— Text to read —
═══

Recommended Age, Grade, and Reading Levels
- Age: 2 to 5
- Grade: p to k
- Reading age: 2 to 5
Winner of the Amelia Frances Howard-Gibbon Award for Illustration, and a finalist for the Ruth and Sylvia Schwartz Children's Book Award
Roslyn Rutabaga is an exuberant, feisty young rabbit with a vivid imagination. One day Roslyn wakes up with a plan. She will dig the biggest hole on earth.With her father's quiet encouragement, Roslyn sets out on her big adventure. Obstacles abound -- a grumpy worm, a grouchy mole and a bone-hogging dog get in her way. Will she find a pirate's treasure or a dinosaur bone? Will she meet a penguin? Anything could happen!
Marie-Louise Gay has written and illustrated this humorous and endearing tale as an ode to the imagination and determination of children, who create their own worlds out of the little things in life.

═══

— Set problem A —
Extract every line of the Data items below and reproduce each one verbatim, leaving out the pictures.

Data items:
═══

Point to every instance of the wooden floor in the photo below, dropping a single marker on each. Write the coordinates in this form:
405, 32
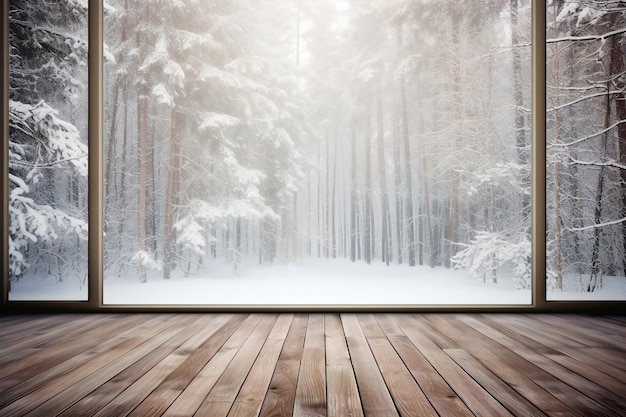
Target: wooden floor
312, 365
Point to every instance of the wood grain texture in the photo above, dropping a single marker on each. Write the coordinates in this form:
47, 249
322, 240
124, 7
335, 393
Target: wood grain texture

═══

— Set problem B —
According to the Roslyn Rutabaga book description, what award did the book win?

— Output A —
Point to every instance of the wooden floor in the photo below, dropping a single marker on each. Write the coordinates in this form:
405, 32
Target: wooden floor
312, 365
Point to every instance of the wood grain texture in the photo above, dropping a single marker on each. Write the coordinates in this form:
47, 249
322, 240
124, 7
335, 393
Target: wood grain texture

— Output B —
The Amelia Frances Howard-Gibbon Award for Illustration.